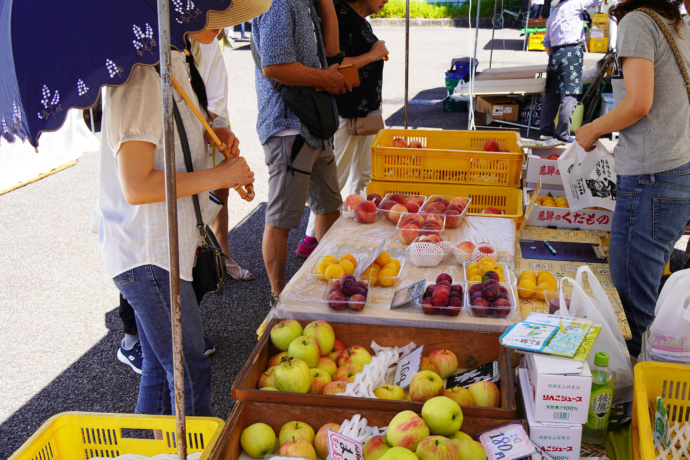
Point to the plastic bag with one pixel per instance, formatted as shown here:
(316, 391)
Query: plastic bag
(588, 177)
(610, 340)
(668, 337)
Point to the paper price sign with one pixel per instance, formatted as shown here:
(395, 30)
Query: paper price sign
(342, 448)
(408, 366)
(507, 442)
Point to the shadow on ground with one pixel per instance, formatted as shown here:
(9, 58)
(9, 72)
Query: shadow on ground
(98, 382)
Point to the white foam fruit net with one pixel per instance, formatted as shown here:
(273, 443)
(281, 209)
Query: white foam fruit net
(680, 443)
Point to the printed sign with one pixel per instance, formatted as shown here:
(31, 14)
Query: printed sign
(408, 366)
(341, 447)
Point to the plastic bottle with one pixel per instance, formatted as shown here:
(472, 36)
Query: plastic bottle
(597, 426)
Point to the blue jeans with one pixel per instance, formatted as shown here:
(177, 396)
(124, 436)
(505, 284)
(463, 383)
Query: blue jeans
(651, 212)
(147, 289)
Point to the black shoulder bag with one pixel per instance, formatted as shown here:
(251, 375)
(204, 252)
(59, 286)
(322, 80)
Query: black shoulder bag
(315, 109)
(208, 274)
··········
▸ Directions: Restate the entire listing word for word, excluding pictures.

▸ Solution to this task:
Point to the plastic bag with one pixel per instance, formatted as shown here:
(316, 391)
Query: plastic bag
(588, 177)
(610, 340)
(668, 337)
Point to the paper price sign with one pixel per instance, formatted as shown here:
(395, 30)
Query: paper price sign
(342, 448)
(408, 366)
(507, 442)
Point to the shadow on ground with one pixel per instance, formatted as shown here:
(9, 58)
(9, 72)
Query: shadow on ground
(98, 382)
Point to the white foam fruit net with one pixel per instance, formatted as shown here:
(273, 443)
(281, 209)
Query: white foam fruit net
(680, 443)
Point to the printed sign with one pixel per instance, formatted as shown here:
(31, 14)
Query: printed sign
(408, 366)
(341, 447)
Point to the plastic bottle with one pixel per instance, formatted as shown here:
(472, 36)
Query: plastic bottle
(597, 426)
Point to the blue jeans with one pixel per instance, formatted as shown here:
(177, 396)
(124, 436)
(505, 284)
(463, 383)
Query: blue jeans
(651, 212)
(147, 289)
Point to the black shoulder bag with one pixel per instance, formatted as shown here:
(251, 375)
(204, 252)
(59, 286)
(322, 80)
Query: black shoulder bag
(315, 109)
(208, 274)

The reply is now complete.